The NHSnet, the National Health Service's private intranet, started out as a project in 1992, launching in 1995. Today the service has almost 10,000 connections, allowing NHS Trusts, GP surgeries and health centres to have a direct connection to the network. But now, the NHS is considering opening up the service to the public, and this could bring its own headaches.
Carrie Armitage is head of access to information with the NHS and the manager in charge of the NHSnet project. Speaking this summer at a north-western regional internet forum in Manchester, she said that the reasons for creating the NHSnet have now been overtaken by the general acceptance of the internet by the community at large.
"When we created the NHSnet, the internet was still in its infancy," Armitage told delegates, adding that, now the 10-year contracts forged with BT and Cable & Wireless in the early 1990s are coming up for renewal, there is a big question as to whether the private NHSnet should be opened up to all.
Despite the fact that it took until 1999 before the NHSnet had its own central messaging service and a user-friendly email addressing system, today it has 850,000 registered email users in its national directory and handles more than 2.5m messages a day. According to Armitage, the service has a budget of £60m during the current year, with £20m for mail and messaging facilities alone.
The obvious reasoning behind the NHSnet having its own infrastructure, Armitage explained, is the need for patient confidentiality, since the internet has had more than its fair share of security problems. Against that now, however, is the cost issue. The internet has become ubiquitous, while the technology for secure and authenticated transmissions has also fallen in price. Coupled with the fact that the NHSnet has reached the point where patients can be invited to access the service, the intranet is now at something of a crossroads.
"We've reached the stage where it is possible for patients to book their own appointments with their GP, so the issue of patient interaction across the NHSnet also has to be taken into account as we develop the network for its second decade," Armitage said.
While there is a strong cost-based argument to move the NHSnet network infrastructure over to the public internet, there is also the issue of internet reliability. The NHSnet, said Armitage, has a 99.99% "uptime", compared to the internet's uptime - in the UK at least - of around 98%. If the NHSnet were to be simply plugged into the public internet, the question is would NHS staff and their patients be able to cope with the NHSnet being down?
The answer, of course, is that NHSnet downtime equates to potentially significant losses, both in cash and patient treatment terms. As if all this were not enough to weigh up when considering the future of the NHSnet, Armitage told delegates that there is now a pressing need in some sections of the NHS for mobile access to the NHSnet service.
"There are now 600,000 to 700,000 PCs in the NHS, and we know that only a small fraction of these are actually connected to the NHSnet. As we expand the service, we also have to accept that the number of machines hooked into the network will rise significantly, so we also have to plan in advance for that expansion." To date, she added, the NHSnet has had something of a slow takeup, with most of its growth happening within the past few years.
Armitage says that Syntegra, which handles the NHSnet's email facilities on a managed message-handling service basis, has had 100% uptime since the main service started in 1999. Small wonder then, that Armitage and her team fear a migration of the NHSnet to the public internet would reduce service levels for both staff and patients. "How we develop the NHSnet in the coming few years depends on a lot of factors, but the issue of patient care has to be a priority," she said.
Given the flakiness of the public internet at the best of times, Armitage and her team have a task on their hands.

Dataset entries:
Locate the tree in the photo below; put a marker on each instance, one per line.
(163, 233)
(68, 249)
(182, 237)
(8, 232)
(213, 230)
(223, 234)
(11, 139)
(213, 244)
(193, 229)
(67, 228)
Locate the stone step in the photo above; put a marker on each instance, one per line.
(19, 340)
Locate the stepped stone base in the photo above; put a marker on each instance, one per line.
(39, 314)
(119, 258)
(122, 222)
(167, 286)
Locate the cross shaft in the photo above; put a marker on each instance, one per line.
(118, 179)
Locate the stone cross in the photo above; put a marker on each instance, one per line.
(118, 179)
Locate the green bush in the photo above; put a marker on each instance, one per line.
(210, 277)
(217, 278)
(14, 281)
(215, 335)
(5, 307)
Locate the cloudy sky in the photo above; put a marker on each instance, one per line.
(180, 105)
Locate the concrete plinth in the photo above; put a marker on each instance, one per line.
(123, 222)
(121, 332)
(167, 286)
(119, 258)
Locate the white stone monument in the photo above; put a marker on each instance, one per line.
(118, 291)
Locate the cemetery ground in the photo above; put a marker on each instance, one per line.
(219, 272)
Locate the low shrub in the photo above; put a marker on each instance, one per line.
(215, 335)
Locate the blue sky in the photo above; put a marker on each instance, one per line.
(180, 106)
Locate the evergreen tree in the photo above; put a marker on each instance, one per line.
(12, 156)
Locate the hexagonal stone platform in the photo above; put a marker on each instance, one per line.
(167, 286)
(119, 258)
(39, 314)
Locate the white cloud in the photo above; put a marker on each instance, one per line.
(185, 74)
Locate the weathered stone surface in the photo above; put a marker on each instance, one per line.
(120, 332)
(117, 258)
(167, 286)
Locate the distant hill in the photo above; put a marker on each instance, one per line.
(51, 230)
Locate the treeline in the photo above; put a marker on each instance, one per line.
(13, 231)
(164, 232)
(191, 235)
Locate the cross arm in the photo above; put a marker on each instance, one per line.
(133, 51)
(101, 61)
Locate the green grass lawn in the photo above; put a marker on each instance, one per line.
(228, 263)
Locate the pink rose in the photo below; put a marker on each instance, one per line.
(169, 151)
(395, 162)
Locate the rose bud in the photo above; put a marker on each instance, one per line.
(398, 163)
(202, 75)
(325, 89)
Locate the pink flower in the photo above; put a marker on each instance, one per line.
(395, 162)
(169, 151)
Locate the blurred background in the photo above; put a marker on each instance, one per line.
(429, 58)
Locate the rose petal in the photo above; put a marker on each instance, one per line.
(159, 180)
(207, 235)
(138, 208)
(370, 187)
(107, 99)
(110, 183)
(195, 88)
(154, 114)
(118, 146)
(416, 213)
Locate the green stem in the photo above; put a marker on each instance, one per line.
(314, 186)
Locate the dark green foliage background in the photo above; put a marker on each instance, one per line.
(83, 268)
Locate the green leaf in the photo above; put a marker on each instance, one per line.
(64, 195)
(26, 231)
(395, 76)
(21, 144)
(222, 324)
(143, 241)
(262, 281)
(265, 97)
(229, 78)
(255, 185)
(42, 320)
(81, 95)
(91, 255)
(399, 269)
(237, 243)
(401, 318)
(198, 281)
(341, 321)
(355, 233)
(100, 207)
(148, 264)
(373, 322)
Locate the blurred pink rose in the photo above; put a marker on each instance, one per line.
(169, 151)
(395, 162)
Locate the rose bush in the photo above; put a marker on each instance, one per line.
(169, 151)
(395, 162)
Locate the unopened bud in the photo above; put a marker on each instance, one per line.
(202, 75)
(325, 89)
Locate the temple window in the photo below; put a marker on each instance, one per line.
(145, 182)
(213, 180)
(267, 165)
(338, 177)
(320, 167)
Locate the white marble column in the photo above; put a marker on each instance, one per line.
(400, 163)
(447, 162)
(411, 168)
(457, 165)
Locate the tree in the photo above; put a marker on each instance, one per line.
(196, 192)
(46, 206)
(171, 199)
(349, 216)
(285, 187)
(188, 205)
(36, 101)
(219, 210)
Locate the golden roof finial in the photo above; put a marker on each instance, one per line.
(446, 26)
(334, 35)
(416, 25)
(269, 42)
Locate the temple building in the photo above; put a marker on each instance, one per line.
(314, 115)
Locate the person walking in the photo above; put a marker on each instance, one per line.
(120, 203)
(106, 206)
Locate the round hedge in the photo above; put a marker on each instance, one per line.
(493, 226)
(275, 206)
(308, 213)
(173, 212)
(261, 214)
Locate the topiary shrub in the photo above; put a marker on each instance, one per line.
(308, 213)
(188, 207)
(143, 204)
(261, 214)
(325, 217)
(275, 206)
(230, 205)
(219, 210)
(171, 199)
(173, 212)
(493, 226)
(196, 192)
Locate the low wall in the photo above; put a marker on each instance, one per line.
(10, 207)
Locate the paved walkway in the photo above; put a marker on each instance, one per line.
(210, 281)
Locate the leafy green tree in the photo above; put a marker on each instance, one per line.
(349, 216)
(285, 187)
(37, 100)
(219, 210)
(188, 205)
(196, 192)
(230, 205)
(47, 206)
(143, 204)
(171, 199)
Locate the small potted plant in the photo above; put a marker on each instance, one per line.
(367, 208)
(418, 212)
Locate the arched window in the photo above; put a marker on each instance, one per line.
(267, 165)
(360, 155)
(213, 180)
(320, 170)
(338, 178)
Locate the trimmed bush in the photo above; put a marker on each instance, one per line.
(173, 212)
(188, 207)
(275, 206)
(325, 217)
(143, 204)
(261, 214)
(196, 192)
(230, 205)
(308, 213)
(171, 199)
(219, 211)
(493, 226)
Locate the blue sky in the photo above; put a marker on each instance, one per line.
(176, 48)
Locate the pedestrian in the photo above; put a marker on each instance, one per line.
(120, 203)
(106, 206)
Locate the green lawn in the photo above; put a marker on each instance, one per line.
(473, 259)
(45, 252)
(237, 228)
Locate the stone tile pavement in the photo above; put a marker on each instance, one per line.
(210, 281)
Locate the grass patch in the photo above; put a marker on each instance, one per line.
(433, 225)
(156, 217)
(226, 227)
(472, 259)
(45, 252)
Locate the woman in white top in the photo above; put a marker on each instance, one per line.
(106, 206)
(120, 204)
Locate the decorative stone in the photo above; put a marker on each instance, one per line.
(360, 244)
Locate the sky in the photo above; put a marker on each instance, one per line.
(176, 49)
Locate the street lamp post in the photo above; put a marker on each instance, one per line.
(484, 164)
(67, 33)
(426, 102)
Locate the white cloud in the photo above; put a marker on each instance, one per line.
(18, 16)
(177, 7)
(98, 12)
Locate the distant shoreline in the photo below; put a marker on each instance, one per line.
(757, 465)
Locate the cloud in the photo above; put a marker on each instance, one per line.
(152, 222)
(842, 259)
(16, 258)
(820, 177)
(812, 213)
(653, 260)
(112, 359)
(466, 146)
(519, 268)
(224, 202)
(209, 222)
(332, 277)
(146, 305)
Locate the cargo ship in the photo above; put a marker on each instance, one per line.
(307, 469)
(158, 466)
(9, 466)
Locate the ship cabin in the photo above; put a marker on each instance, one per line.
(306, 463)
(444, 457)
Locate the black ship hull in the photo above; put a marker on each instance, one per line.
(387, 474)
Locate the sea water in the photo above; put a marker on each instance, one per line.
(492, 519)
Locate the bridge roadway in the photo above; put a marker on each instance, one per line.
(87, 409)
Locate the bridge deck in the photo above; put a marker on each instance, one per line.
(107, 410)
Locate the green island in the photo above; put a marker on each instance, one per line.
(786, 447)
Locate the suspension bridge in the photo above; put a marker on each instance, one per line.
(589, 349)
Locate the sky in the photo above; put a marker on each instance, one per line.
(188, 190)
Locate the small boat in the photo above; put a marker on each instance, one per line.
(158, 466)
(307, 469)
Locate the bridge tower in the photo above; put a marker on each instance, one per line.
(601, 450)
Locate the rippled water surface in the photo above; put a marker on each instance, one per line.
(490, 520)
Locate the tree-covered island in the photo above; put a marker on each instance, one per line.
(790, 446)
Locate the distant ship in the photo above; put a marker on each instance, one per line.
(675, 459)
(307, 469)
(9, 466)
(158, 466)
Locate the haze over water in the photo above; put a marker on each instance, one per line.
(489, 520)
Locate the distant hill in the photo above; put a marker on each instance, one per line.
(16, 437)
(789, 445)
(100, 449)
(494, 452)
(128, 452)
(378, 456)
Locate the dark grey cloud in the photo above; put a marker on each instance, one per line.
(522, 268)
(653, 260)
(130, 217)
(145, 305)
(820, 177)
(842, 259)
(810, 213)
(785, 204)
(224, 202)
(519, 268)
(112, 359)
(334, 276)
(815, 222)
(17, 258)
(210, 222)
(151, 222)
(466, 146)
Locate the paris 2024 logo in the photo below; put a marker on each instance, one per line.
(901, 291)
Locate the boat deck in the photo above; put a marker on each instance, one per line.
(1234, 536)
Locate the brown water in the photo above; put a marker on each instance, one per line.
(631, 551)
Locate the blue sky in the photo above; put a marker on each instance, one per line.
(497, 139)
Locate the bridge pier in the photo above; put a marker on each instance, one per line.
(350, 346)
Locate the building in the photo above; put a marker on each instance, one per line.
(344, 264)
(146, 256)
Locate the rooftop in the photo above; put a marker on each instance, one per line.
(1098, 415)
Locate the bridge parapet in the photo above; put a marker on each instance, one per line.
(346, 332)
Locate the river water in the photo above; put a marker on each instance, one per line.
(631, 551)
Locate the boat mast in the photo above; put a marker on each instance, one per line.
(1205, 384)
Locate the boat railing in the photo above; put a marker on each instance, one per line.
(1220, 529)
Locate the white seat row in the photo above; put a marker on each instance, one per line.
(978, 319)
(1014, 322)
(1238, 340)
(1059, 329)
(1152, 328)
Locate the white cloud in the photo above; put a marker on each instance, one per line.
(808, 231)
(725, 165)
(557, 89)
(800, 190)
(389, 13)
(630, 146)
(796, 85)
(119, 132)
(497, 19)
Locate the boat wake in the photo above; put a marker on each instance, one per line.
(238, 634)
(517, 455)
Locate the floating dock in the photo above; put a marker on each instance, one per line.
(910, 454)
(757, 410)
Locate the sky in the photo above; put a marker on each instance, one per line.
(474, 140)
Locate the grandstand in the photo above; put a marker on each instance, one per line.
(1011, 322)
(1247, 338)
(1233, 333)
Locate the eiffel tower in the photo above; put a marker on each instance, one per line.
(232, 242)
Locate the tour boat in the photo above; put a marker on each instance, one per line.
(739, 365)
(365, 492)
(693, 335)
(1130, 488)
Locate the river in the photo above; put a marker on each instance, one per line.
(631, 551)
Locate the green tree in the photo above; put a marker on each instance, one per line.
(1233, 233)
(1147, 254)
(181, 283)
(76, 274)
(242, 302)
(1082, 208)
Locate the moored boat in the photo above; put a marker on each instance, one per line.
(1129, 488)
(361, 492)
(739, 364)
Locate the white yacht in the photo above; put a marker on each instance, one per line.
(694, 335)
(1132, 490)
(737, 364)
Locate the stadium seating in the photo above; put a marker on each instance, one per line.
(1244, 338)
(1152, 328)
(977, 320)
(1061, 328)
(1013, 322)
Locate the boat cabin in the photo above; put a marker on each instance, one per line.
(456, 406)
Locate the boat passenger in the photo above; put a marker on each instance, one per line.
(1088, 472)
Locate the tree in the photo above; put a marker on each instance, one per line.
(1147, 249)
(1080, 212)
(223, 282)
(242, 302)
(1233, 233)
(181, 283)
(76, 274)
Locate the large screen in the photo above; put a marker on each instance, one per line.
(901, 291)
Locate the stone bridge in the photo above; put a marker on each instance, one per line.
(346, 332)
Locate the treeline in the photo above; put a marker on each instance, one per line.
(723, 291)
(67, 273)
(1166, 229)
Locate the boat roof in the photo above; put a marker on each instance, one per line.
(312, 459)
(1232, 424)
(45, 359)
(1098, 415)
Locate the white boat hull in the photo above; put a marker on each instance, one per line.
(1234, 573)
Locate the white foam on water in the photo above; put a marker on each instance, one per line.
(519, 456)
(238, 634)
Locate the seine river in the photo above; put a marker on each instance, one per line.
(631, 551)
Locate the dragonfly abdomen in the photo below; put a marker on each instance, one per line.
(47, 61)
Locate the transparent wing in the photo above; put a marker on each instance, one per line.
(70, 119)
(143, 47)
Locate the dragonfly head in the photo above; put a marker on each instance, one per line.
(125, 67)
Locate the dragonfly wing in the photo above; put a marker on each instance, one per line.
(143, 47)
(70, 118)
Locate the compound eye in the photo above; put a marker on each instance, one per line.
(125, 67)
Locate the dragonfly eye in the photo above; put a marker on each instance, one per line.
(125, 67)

What you have to do:
Reproduce word for word the part of the NHSnet article between "Armitage says that" and "on their hands.", inclusive.

Answer space:
Armitage says that Syntegra, which handles the NHSnet's email facilities on a managed message-handling service basis, has had 100% uptime since the main service started in 1999. Small wonder then, that Armitage and her team fear a migration of the NHSnet to the public internet would reduce service levels for both staff and patients. "How we develop the NHSnet in the coming few years depends on a lot of factors, but the issue of patient care has to be a priority," she said.
Given the flakiness of the public internet at the best of times, Armitage and her team have a task on their hands.